Excerpted passage:
Prague, Feb 8 (CTK) – The migration-motivated demonstrations in the Czech Republic on Saturday have confirmed trends towards radicalisation and they reflect the moods in Czech society, experts addressed by CTK on Monday agreed and they did not rule out a further worsening of the situation in the future.

The demonstrations also exposed the rising hatred, aggressiveness and violence among people, the experts said.

The demonstrations in Prague on Saturday ended in several clashes between the opponents and supporters of the refugees. The most serious incident was an attack on the Klinika social centre, which collected clothing for the refugees among other activities.

Unknown attackers allegedly threw Molotov cocktails and cobblestones into a shopwindow of the building.

Miroslav Mares, expert in extremism from Masaryk University in Brno, said firm cores of supporters of different opinions of dealing with the migrant crisis have emerged in the country and violence may further escalate.

“I believe that the Saturday events confirm the trends towards radicalisation and they reflect the existing moods in society,” Mares told CTK.

Lawyer Klara Kalibova said Czech society has been split for some time. She mentioned an attack on a Syrian citizen, who ended up with a stab stomach injury in hospital last week.

Data:
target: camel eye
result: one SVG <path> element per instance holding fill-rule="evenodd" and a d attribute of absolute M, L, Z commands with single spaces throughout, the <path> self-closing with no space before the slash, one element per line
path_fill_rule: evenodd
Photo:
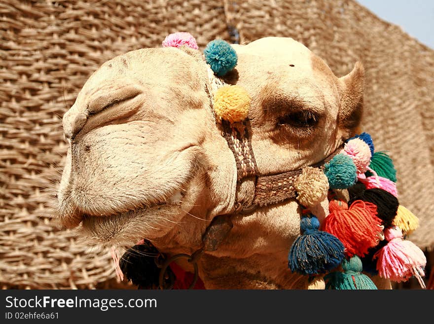
<path fill-rule="evenodd" d="M 280 117 L 277 124 L 296 128 L 311 128 L 318 124 L 319 119 L 318 115 L 310 110 L 297 110 Z"/>

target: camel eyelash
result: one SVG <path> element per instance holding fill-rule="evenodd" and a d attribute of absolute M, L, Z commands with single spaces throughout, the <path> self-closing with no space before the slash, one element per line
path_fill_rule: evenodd
<path fill-rule="evenodd" d="M 319 119 L 320 116 L 311 110 L 295 110 L 279 117 L 277 125 L 296 129 L 313 128 L 318 125 Z"/>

Task objective: Continue the news report on the Czech migration demonstrations from where it stops above.

Response area:
“Saturday was an example of what has been going on in society during the past one and a half years,” Kalibova said.

Her institution In Iustitia focuses on hatred or extremism motivated violence.

“Saturday mainly uncovered the rising hatred, aggressiveness and violence among people that are connected not only with the migrant crisis. This is mainly due not only to politicians and some media, but the overall cultural and social developments during the past years,” David Lebeda, chairman of the NGO Imperative, said.

His organisation focuses on prevention and education in connection with hatred and extremism motivated crimes.

The experts differ in their opinions of the causes of the problems and of who is responsible for the current situation.

“I see the main cause in a departure from moral and ethical values,” Lebeda said.

Mares said responsibility rests with both domestic and European political representatives, the media and intellectual elites as well as the European countries’ citizens, including the Czech Republic.

Kalibova put the blame on the media that she said do not carry objective information on the migrant crisis.

Mares said there exists no short-time solution to the situation.

“In the long run, it is necessary to deal with the migrant problems and to more accept the perception of the national and cultural identity of the majority population,” he said.

Lebeda said it is necessary to tackle the issue of economic migrants and improve children’s education.

Unlawful acts connected with extremism and hatred-motivated crimes on both ends of the extremist spectrum should be severely punished, Lebeda said.